**What you should do:** Repeat word for word the line with "For each instance of the wall-mounted" and every line after it until the records below run out.

**Input material:**
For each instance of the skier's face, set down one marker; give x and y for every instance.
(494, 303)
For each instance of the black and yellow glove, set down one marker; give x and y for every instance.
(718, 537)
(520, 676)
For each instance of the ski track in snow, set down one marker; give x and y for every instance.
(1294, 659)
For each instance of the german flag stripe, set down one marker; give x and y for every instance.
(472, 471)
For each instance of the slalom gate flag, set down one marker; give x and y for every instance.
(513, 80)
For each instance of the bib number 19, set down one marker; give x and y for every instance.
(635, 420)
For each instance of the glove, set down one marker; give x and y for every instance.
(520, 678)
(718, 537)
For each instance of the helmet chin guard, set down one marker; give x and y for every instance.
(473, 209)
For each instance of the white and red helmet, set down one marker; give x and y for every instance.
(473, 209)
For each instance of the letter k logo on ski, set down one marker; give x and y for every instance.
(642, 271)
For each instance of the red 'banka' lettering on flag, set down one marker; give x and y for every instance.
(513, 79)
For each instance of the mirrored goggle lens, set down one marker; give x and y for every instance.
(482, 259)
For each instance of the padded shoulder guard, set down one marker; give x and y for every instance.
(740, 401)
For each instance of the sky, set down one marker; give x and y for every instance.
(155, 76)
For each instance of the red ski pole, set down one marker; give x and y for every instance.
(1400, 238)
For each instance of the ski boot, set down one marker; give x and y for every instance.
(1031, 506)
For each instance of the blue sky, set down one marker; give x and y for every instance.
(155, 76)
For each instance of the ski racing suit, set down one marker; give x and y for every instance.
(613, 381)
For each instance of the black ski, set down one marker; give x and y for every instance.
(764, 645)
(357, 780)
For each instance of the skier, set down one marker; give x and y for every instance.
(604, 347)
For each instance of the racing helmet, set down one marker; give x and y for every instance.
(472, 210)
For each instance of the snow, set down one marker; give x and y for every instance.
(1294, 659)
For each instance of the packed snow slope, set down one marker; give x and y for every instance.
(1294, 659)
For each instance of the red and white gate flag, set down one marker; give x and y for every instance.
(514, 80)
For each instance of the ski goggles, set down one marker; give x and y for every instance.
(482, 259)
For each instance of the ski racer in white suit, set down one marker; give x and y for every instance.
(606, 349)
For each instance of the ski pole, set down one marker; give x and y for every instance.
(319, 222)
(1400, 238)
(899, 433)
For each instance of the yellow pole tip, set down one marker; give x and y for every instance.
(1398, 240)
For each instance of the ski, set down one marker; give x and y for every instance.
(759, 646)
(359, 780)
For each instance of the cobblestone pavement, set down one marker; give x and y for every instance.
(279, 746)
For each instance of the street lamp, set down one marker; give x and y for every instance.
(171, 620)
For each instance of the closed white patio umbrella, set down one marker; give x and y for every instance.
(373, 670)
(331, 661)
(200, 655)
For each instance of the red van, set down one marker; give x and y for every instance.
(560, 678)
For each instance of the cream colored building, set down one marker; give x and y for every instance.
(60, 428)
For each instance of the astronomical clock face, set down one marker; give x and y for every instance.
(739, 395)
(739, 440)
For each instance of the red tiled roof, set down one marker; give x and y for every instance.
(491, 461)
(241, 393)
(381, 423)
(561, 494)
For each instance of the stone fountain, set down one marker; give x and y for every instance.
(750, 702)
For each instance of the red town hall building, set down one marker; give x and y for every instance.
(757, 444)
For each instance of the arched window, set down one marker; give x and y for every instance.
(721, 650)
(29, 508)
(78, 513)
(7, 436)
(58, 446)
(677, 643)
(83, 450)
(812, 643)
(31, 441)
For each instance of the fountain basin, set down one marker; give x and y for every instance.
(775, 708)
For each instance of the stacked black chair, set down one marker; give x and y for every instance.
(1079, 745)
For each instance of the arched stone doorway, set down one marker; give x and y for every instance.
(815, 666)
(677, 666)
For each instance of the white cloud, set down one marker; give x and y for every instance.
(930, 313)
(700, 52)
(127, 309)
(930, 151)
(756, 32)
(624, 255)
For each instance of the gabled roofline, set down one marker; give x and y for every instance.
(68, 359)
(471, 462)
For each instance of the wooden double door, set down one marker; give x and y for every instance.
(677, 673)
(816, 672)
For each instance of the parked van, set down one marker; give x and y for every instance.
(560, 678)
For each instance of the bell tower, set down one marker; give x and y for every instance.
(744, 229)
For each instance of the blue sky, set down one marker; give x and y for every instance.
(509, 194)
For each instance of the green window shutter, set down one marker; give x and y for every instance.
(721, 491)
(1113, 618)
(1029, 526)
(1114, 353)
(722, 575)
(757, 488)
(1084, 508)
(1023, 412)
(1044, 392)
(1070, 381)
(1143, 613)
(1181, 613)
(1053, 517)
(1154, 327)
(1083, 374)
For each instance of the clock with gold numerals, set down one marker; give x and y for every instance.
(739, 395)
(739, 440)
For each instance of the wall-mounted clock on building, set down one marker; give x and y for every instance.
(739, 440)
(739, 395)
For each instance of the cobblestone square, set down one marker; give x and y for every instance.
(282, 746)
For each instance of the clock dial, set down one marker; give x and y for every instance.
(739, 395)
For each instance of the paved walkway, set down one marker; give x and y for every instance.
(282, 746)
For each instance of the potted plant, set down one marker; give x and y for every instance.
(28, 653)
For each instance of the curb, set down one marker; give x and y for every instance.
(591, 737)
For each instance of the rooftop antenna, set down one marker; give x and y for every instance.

**Expected output:**
For each instance of the wall-mounted clock on building, set down one marker; give x and y for every instance.
(739, 440)
(739, 395)
For each instance of the cobblestone square, set down one marker; give x and y for every instance.
(282, 746)
For each instance of the clock dial, set down one marker; give x and y for every instance.
(739, 395)
For each instance of the paved walkway, set down one marker; give x and y for every instance.
(282, 746)
For each instance of the potted plant, set down one marker; give x and y for every instance.
(28, 653)
For each instance of the curb, set down one marker; give x and y for every instance.
(591, 737)
For each instance of the rooftop antenna, set down one marker; give x and y for every instance.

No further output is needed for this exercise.